=== TEXTO EM ESTUDO ===
++++++++
Um estudo desenvolvido na Escola de Enfermagem (EE) da USP abordou o papel das mães no tratamento de hemodiálise dos filhos. Os resultados apontaram que as mães podem apresentar papel mais positivo no tratamento se amparadas psicossocialmente pelos profissionais de saúde.
A dissertação de mestrado da terapeuta ocupacional Fernanda Mieto buscou avaliar qual o sentido que a figura materna dá para a experiência de hemodiálise sofrida pelo filho. Estudos desenvolvidos anteriormente na Alemanha já apontam para uma menor qualidade de vida das famílias com pacientes que fazem o tratamento hemodialítico, quando em comparação a um tratamento a base de medicamentos e ao processo de transplante. Segundo a pesquisadora, a ideia seria trazer essas observações de conflitos e problemas na família para o universo materno. “Muitas pesquisas investigavam a vivência da criança e do adolescente com insuficiência renal crônica, mas nenhuma tratava diretamente da experiência do tratamento, sobretudo com enfoque nas mães”.
++++++++
Dados de origem

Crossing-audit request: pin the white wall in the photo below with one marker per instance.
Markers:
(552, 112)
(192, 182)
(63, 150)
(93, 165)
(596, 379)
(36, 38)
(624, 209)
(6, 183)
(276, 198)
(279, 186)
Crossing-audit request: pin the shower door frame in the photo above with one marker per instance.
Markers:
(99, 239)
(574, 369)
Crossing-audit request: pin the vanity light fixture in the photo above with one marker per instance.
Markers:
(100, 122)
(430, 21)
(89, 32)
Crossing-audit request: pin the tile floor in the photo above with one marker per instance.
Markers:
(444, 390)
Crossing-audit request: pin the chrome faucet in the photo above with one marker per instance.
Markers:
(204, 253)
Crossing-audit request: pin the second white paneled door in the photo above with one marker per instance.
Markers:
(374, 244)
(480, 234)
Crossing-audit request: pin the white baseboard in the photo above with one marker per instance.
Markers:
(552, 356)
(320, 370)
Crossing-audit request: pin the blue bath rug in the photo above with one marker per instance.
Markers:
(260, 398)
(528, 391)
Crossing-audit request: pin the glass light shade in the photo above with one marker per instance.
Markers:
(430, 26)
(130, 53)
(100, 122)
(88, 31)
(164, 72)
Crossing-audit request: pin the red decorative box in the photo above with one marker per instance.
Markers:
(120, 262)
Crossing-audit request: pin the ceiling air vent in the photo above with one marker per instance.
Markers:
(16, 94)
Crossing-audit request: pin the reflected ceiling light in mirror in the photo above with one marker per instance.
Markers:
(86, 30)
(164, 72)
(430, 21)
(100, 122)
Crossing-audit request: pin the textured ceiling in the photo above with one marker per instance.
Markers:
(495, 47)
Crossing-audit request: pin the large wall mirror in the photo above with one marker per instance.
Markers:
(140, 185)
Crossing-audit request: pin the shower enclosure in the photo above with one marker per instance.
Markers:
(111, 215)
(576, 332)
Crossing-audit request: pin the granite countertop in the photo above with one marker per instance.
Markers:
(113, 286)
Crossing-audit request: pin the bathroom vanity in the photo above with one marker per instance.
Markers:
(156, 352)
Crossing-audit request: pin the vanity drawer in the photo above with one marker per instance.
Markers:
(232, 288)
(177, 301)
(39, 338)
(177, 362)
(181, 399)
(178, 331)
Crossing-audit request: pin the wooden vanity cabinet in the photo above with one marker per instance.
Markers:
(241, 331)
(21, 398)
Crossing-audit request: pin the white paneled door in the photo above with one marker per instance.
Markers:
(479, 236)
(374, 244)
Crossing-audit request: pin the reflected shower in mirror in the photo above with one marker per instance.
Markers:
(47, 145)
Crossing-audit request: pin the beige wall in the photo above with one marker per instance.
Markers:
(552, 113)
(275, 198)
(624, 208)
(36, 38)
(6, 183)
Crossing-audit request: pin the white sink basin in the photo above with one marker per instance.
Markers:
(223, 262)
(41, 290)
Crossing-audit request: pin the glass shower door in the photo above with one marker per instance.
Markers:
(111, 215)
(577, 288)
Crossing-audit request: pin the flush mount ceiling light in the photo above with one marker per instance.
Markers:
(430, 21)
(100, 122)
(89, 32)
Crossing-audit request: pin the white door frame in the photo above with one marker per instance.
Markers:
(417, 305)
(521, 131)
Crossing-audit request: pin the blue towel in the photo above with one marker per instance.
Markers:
++++++++
=== TAREFAS DO EXERCÍCIO ===
• a. No texto sobre o estudo da USP, reescreva em forma de lista o parágrafo que começa com "A dissertação de mestrado da terapeuta ocupacional", mantendo os fatos principais.
• b. Prossiga com o texto sobre o estudo da USP acerca das mães e da hemodiálise dos filhos, a partir da última frase apresentada.

=== TAREFAS RESOLVIDAS ===
• a.
- A dissertação de mestrado da terapeuta ocupacional Fernanda Mieto avaliou o sentido que a mãe dá à experiência de hemodiálise vivida pelo filho.
- Estudos anteriores feitos na Alemanha já indicavam menor qualidade de vida nas famílias de pacientes em hemodiálise, em comparação com o tratamento à base de medicamentos e com o transplante.
- A ideia da pesquisadora era levar essas observações de conflitos e problemas familiares para o universo materno.
- Segundo ela, muitas pesquisas estudavam a vivência de crianças e adolescentes com insuficiência renal crônica, mas nenhuma tratava diretamente da experiência do tratamento com foco nas mães.

• b.
A insuficiência renal crônica é uma lesão nos rins, os quais apresentam uma perda progressiva das suas funções. “Em um tratamento conservador, são utilizadas apenas a medicação e uma dieta rigorosa. Quando o paciente apresenta menos de 10% da função renal, utiliza-se tratamentos dialíticos, como a hemodiálise, e a pessoa também busca o transplante”. No caso da hemodiálise, a pessoa é tratada em uma unidade hospitalar de três a cinco vezes por semana, por um período de 4 horas por dia.
A pesquisa se baseou na teoria fundamentada em dados. Inicialmente as mães respondiam a uma pergunta aberta sobre a experiência de acompanhar o filho na hemodiálise. “A partir das respostas, abordávamos outros pontos e desenvolvíamos outras perguntas para complementar o relato”.
Ao todo, 11 mulheres participaram do projeto, sendo as sete primeiras selecionadas apenas pelo critério de que o filho realizava tratamento hemodialítico. Entre as demais mães, duas vivenciavam o início do tratamento e outras duas tinham filhos na fila de espera do transplante. “A função dos dois últimos grupos era permitir a observação do impacto inicial do tratamento e a possível mudança de perspectivas uma vez estando na fila do transplante”.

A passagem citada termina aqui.